[Saved entries]

━━━━

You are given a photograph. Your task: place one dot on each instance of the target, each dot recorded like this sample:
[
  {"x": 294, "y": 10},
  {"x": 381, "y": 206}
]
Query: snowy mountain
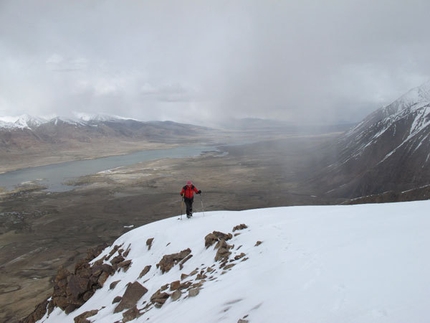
[
  {"x": 30, "y": 122},
  {"x": 388, "y": 150},
  {"x": 59, "y": 133},
  {"x": 331, "y": 264}
]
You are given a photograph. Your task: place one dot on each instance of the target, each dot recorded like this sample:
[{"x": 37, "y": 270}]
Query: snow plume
[{"x": 362, "y": 263}]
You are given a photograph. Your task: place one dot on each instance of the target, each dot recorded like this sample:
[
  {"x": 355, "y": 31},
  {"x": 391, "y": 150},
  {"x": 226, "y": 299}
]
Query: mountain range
[{"x": 388, "y": 151}]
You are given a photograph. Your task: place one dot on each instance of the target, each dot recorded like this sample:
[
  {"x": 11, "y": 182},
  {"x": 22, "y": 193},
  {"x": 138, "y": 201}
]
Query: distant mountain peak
[{"x": 28, "y": 121}]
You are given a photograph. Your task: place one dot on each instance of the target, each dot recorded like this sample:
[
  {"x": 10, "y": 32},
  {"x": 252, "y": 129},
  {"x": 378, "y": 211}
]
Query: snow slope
[{"x": 361, "y": 263}]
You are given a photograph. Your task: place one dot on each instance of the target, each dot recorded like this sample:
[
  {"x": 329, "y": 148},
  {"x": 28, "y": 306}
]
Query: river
[{"x": 53, "y": 177}]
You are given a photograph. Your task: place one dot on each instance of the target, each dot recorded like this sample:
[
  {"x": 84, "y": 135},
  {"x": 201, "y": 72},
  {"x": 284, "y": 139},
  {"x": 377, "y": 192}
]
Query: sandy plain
[{"x": 42, "y": 231}]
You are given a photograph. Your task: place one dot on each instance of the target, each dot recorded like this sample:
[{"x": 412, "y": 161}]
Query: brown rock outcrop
[
  {"x": 216, "y": 236},
  {"x": 168, "y": 261}
]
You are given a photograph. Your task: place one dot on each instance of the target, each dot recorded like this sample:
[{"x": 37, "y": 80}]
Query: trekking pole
[
  {"x": 182, "y": 206},
  {"x": 201, "y": 201}
]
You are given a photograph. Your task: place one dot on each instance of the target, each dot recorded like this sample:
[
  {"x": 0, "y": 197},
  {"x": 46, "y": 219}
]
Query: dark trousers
[{"x": 189, "y": 205}]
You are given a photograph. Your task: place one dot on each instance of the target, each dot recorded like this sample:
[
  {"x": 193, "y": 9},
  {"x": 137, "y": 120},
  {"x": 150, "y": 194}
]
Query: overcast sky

━━━━

• **EXERCISE REQUIREMENTS**
Images are to be omitted; repeat the remaining data above exactly.

• **RESULT FOR THIS TASK**
You are given a photograph. Your task: place one dot on each instance of the target, each dot recorded like this sample:
[
  {"x": 294, "y": 10},
  {"x": 381, "y": 206}
]
Query: snowy mountain
[
  {"x": 30, "y": 122},
  {"x": 388, "y": 150},
  {"x": 59, "y": 133},
  {"x": 331, "y": 264}
]
You are given a photograph. Your task: place one dot on each instance of the target, each dot recorded like this sample:
[{"x": 37, "y": 270}]
Query: snow plume
[{"x": 362, "y": 263}]
You are given a photograph. Your task: place one dot on each instance of the target, each dot recorded like this sample:
[
  {"x": 355, "y": 31},
  {"x": 391, "y": 150},
  {"x": 226, "y": 299}
]
Query: mountain range
[{"x": 388, "y": 151}]
You are given a photograph. Your task: place one dot on each instance of the target, each dot recorded like this sample:
[
  {"x": 11, "y": 182},
  {"x": 22, "y": 193},
  {"x": 138, "y": 201}
]
Query: distant mountain peak
[{"x": 28, "y": 121}]
You are given a photograph. Your task: place one dot on each instance of the target, each dot recorded like this sample:
[
  {"x": 10, "y": 32},
  {"x": 252, "y": 129},
  {"x": 378, "y": 211}
]
Query: snow slope
[{"x": 361, "y": 263}]
You are given a photograph. Your task: place one dot on each instance of the target, each dot recorded like this sample:
[
  {"x": 329, "y": 148},
  {"x": 28, "y": 306}
]
Query: river
[{"x": 53, "y": 177}]
You are given a photograph. Your task: place one dot on each instance of the target, each dot recorded like this sample:
[
  {"x": 84, "y": 135},
  {"x": 201, "y": 72},
  {"x": 284, "y": 139},
  {"x": 377, "y": 192}
]
Query: sandy plain
[{"x": 42, "y": 231}]
You are given a photograph. Your task: place one dot on each instance of the target, each dot recorded like this sample:
[{"x": 412, "y": 161}]
Query: brown rock outcrop
[
  {"x": 216, "y": 236},
  {"x": 168, "y": 261}
]
You are given a photograph. Your task: place one dot on each instance of the target, each dot recorded like this sample:
[{"x": 37, "y": 80}]
Query: trekking pole
[
  {"x": 182, "y": 206},
  {"x": 201, "y": 201}
]
You are given a photograph. Your task: place one dot on each instance of the target, each dot recorded like this sample:
[
  {"x": 0, "y": 197},
  {"x": 46, "y": 219}
]
Query: dark trousers
[{"x": 189, "y": 205}]
You are given a photograph. Your task: place one dot on each instance of the target, each dot recorded like this sample:
[
  {"x": 193, "y": 9},
  {"x": 137, "y": 120},
  {"x": 150, "y": 194}
]
Query: overcast sky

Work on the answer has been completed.